:: TEXT PROVIDED ::
***

While Trump knew how to use a similar situation within the Republican Party to his advantage, Merz appears trapped between his pro-market ideology, a hardline law-and-order politics, and his adherence to conservative respectability. Quite simply, he lacks the unhinged energy of a Trump or a Boris Johnson needed to unleash the crisis dynamic of the conservatives.

Furthermore, it is not clear that the core basis of the CDU’s power would be stable enough for him to do so. Shortly after his defeat, Merz announced his desire to serve as Economics Minister, only to be shot down by Merkel shortly thereafter. Nevertheless, Merz’s narcissism and will to power remain unbroken. No stranger to inner-party defeats, Merz was edged out by Merkel in his campaign to lead the CDU’s parliamentary group back in 2002, yet he did not give up then and does not appear ready to do so today.

Filling the Power Vacuum, For Now

Laschet’s narrow victory over Merz will hardly resolve any of the tension within the CDU. The inner-party divide between the bourgeois-conservative desire for business-as-usual and the demand for a fundamentally new direction will remain. Additionally, centrifugal forces in both the bourgeois-Green and right-wing camps may yet full the party further apart. Only a strong electoral result for Söder stands any chance of filling the power vacuum that has emerged in recent years. Having been plagued by a lack of direction since Merkel’s resignation as CDU leader in 2018, the extent to which Laschet and Söder are able to unite the party’s disparate factions over the next few months will be decisive for its future.

***

(Text-to-region grounding data)
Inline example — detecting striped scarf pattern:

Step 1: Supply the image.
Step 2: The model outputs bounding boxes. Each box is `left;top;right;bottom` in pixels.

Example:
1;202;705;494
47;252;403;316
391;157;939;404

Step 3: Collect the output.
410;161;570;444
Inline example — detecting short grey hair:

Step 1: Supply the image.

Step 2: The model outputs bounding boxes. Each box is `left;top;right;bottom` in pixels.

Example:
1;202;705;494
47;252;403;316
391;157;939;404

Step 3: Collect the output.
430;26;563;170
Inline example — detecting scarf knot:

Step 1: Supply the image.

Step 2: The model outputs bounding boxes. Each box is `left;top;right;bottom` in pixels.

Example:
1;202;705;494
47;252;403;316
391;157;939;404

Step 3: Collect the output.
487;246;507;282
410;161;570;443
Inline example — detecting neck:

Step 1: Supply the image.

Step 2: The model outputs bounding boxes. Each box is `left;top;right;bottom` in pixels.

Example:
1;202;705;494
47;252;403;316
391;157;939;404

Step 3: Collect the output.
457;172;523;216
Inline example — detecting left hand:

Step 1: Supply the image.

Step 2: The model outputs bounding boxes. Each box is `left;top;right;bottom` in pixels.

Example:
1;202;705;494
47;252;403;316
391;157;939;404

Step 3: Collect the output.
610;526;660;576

***

:: QUESTIONS ON THE MATERIAL ::
1: Using the text on Merz and the CDU, decide whether each statement below agrees with it. Answer yes or no for each, and quote the words of the text that decide it. (a) Merz lost to Merkel in his 2002 campaign to lead the CDU's parliamentary group. (b) Merkel backed Merz's wish to become Economics Minister. (c) Laschet's victory over Merz will settle the tension within the CDU.
2: Reproduce the section of the text on Merz and the CDU that begins with the words "While Trump knew" and ends with "of the conservatives.".
3: Go on with the text on Merz and the CDU, starting after its last sentence.

:: RESPONSES PER TASK ::
1:
(a) Yes: "Merz was edged out by Merkel in his campaign to lead the CDU’s parliamentary group back in 2002"
(b) No: "Merz announced his desire to serve as Economics Minister, only to be shot down by Merkel shortly thereafter"
(c) No: "Laschet’s narrow victory over Merz will hardly resolve any of the tension within the CDU"

2:
While Trump knew how to use a similar situation within the Republican Party to his advantage, Merz appears trapped between his pro-market ideology, a hardline law-and-order politics, and his adherence to conservative respectability. Quite simply, he lacks the unhinged energy of a Trump or a Boris Johnson needed to unleash the crisis dynamic of the conservatives.

3:
The CDU’s fortunes will also depend in no small part on how the Greens do in this fall’s election, as that party also stakes its own claim to lead Germany. One thing that became clear at the party conference is that a specter is haunting the CDU — the specter of a center-left coalition government composed of the Greens, the Social Democrats, and the left-wing Die Linke. This possibility apparently strikes so much fear into the hearts of the Christian Democrats that almost every speech at the party conference equated it with the right-wing terrorist threat in Germany. Pushing this logic to a rather revealing extreme, Merz even expressed the argument that every vote for the far-right AfD is a half-vote for a “red-red-green” government.

This dangerous rhetoric draws upon an old tradition of anti-communism within the CDU, which today finds expression in a particular animus directed towards Die Linke. Seeking to avoid being confined to the opposition, the Christian Democrats will lead a particularly vigorous electoral campaign against a center-left coalition — for there is nothing Germany’s conservatives hate more than not governing. At the moment, their fears of being kicked out of government are unfounded: not only is there no electoral majority for “red-red-green” according to current polling, there is also no discernible political will among the parties — above all among the Greens — to really strive for this coalition at the federal level.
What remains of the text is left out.